__WHAT THIS TASK INVOLVES__. Multiply each point coordinate by 1.95 and round to whole numbers, with halves rounding up. Rewrite the rows from the line with "# point at: the meadow" through the end of the rows, both ends included, and keep every line that names what to point at unchanged.
-- Start of INPUT FOR THIS TASK --
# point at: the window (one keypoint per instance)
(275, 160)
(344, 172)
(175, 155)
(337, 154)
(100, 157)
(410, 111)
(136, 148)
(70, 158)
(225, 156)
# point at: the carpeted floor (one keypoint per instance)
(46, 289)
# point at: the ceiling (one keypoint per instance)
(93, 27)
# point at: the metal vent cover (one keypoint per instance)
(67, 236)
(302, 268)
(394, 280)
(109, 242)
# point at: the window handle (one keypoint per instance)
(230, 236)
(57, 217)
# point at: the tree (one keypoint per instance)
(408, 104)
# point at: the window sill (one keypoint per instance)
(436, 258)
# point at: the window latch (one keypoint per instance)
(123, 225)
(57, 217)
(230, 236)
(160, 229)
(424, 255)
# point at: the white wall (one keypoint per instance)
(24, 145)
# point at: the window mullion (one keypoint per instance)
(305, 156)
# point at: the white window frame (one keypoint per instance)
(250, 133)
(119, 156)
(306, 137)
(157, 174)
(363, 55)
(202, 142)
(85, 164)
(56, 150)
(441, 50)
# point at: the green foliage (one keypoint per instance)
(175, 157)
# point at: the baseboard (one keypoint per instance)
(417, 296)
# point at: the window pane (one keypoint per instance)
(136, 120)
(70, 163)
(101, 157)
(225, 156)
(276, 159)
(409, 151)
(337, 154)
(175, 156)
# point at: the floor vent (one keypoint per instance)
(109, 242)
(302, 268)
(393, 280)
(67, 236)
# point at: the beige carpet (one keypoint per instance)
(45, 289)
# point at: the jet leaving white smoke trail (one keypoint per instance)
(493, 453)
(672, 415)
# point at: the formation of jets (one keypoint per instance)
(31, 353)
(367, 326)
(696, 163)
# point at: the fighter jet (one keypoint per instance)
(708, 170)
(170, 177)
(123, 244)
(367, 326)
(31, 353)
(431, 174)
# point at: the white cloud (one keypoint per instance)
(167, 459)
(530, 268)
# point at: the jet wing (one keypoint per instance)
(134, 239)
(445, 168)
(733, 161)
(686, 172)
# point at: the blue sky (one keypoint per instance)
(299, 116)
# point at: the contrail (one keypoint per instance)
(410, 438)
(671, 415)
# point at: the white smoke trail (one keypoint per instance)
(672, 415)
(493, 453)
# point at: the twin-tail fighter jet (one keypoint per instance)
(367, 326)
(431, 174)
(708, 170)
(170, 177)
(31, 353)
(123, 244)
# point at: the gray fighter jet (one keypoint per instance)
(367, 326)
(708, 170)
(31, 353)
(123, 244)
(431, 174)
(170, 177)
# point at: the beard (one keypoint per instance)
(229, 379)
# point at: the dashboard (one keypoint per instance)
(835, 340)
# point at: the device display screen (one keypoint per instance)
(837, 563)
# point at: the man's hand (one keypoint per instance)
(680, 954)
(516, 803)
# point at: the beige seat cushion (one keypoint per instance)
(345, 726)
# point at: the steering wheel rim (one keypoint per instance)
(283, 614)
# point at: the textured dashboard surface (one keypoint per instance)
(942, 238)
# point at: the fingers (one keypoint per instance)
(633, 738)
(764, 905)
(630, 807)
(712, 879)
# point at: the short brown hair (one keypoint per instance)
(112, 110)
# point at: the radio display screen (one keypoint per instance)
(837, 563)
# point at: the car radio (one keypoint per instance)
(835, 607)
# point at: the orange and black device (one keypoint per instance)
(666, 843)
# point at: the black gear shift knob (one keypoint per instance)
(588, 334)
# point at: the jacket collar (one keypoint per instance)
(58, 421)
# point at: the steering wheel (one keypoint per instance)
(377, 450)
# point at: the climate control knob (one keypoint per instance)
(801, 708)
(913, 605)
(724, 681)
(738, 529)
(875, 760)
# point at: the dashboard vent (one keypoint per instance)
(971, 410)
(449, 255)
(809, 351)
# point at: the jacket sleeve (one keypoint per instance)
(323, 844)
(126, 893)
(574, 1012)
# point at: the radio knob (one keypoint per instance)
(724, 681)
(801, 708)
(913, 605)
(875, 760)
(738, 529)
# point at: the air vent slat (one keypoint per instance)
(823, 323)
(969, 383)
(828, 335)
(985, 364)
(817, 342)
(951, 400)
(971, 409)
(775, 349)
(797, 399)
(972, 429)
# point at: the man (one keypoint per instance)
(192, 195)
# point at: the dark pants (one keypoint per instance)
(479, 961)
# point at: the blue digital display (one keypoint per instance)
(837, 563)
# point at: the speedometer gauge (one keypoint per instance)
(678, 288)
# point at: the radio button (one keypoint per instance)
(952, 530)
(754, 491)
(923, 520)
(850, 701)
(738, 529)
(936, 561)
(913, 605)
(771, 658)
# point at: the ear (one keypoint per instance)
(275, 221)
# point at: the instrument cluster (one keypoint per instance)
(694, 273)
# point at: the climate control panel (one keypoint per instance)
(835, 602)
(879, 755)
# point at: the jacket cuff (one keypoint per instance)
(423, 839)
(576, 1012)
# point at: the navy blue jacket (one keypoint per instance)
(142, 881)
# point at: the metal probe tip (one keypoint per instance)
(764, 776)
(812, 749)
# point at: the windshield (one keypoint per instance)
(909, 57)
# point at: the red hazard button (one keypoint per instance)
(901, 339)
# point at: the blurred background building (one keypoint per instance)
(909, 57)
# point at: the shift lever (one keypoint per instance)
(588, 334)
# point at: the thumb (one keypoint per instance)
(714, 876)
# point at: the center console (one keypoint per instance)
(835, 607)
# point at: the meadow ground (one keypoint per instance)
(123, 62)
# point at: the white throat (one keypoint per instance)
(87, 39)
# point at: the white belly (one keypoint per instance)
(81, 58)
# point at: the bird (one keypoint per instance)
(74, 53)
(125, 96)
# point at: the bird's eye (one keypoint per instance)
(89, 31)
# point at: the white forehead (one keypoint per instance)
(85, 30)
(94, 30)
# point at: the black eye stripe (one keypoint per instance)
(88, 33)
-- End of INPUT FOR THIS TASK --
__RESPONSE FOR THIS EXERCISE__.
# point at: the meadow ground (one keypoint per instance)
(240, 121)
# point at: the white throat (one keypoint per instance)
(170, 76)
# point at: the white belly (one keypoint per instance)
(158, 113)
# point at: the bird (one keypoint per instance)
(144, 103)
(244, 187)
# point at: the bird's eye (one keypoint per instance)
(174, 60)
# point at: the white forehead (one keypoint per instance)
(166, 59)
(183, 59)
# point at: the black eye stripe (one keypoint per instance)
(172, 64)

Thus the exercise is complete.